(Point annotation records)

'''

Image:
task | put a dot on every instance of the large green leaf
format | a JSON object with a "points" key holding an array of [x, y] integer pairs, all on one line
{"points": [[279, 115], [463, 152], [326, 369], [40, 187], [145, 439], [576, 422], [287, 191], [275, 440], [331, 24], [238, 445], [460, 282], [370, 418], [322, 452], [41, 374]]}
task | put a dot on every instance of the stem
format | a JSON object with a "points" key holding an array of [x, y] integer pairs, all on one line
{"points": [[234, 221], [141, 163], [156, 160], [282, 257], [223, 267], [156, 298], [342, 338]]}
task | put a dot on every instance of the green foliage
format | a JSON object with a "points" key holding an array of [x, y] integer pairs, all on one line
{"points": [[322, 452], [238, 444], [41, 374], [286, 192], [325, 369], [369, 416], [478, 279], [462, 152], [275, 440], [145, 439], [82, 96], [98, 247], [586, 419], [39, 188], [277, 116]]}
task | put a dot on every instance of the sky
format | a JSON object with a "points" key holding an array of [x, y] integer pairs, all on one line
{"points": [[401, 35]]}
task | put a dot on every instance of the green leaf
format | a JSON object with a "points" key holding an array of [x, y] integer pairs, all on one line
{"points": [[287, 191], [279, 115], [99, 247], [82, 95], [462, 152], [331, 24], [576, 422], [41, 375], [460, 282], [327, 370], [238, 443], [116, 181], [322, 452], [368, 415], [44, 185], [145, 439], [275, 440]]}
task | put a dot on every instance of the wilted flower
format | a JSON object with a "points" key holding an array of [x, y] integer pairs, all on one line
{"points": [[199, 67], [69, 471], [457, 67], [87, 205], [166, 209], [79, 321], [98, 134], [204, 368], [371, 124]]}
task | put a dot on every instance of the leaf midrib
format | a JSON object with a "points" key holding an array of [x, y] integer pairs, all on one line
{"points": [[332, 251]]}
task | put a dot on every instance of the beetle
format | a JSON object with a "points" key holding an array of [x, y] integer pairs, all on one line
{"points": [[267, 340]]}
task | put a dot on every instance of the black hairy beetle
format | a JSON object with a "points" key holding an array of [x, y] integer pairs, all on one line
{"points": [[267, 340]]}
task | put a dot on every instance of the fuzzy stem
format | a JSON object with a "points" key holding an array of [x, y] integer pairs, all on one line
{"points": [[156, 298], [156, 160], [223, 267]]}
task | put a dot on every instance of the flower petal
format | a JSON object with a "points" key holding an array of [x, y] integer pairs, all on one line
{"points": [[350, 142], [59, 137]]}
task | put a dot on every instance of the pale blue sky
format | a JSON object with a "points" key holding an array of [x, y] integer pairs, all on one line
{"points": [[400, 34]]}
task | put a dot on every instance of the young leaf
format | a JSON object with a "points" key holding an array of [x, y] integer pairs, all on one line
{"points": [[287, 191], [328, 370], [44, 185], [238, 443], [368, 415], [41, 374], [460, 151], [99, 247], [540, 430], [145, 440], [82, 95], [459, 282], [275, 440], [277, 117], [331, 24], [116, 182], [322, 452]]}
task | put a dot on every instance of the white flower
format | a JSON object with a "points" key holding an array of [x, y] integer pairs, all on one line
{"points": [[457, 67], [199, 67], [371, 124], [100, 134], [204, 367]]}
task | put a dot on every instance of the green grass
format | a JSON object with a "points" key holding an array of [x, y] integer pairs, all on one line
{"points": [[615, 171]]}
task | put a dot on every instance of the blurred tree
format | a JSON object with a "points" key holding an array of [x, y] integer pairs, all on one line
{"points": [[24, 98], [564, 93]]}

'''

#### Set problem:
Copy exactly the lines of the listing above, beginning at the line with "task | put a dot on every instance of the white" and ending at its final line; write out nothing else.

#### Answer below:
task | put a dot on every instance of the white flower
format | a JSON object with a "points" key holding an array of [x, y] integer pairs, all on one line
{"points": [[457, 67], [199, 67], [371, 124], [100, 134], [204, 367]]}
task | put a dot on every instance of the green grass
format | a JSON object with a "points" key holding an array of [x, y] integer pairs, all on one line
{"points": [[615, 171]]}
task | put a dot on every instance of the blurred tree
format | a JSON object with a "points" key holding an array of [x, y] integer pairs, all on one line
{"points": [[24, 98], [564, 93]]}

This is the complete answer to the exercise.